● **Passage shown**
Storage Fees: Storage fees are often based on the type of warehouse space being used: pallets, shelves, or bins. If you anticipate using bins, Well-known carriers charge around $5 per month per bin used. Some carriers, however, charge by total square-footage used in their warehouse (Fulfillment by Amazon) which is difficult to calculate without speaking directly to a representative.
Pick and Pack Fees: These are the fees charged for each time at the warehouse one of your items are “picked and packed” for final delivery by a logistics worker. These fees are more straightforward and range from $0.20 per item on Shipbob to $1.79–$13.23 for products up to 20 lbs on Fulfilment by Amazon.
While these are the most universal fees among fulfillment companies, there are likely several more you will have to take into consideration depending on your choice of carrier. But some carriers like Fulfillment by Amazon charge account management fees of $40 per month. Outsourcing is meant to be a time and money-saving tool for businesses who lack the resources to maintain larger operations; once outsourcing becomes a chore and is outsizing your business, it isn’t doing its job anymore.
How Much Control Do You Want Over Customer Experience?
Like all cases of outsourcing, fulfillment companies take the lead for all of your orders, successful or missing in action. If an order from your business doesn’t go smoothly from the fulfillment company’s end, it can be very frustrating for the source business. While fulfillment companies all have their own customer support teams and helplines, small businesses lose out on a chance for customer retention when they do not handle orders that don’t go smoothly. Speaking directly to an employee from your company rather than a nondescript customer service agent from an international logistics company can help customers feel like their order actually matters to your company and can turn a negative experience into one that builds trust with your customers. While having a hands-off shipping experience with companies like Amazon gives you more time to run your business in-person, you equally risk neglecting your online customers’ experience with your business.

● **Activity**
In the passage on fulfillment services, why does outsourcing that has become a chore no longer do its job? Answer in one to three sentences. The records come from a separate source, unrelated to the passage.

Collected data:
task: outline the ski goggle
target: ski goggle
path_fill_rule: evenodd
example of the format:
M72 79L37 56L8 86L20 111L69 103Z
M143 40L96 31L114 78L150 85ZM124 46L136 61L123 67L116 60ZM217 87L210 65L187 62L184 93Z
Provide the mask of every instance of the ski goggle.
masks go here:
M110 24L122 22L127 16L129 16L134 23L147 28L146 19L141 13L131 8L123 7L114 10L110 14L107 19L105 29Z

● **Answer box**
Outsourcing is meant to save time and money for businesses that lack the resources to maintain larger operations. Once it becomes a chore and outsizes the business, it no longer serves that purpose.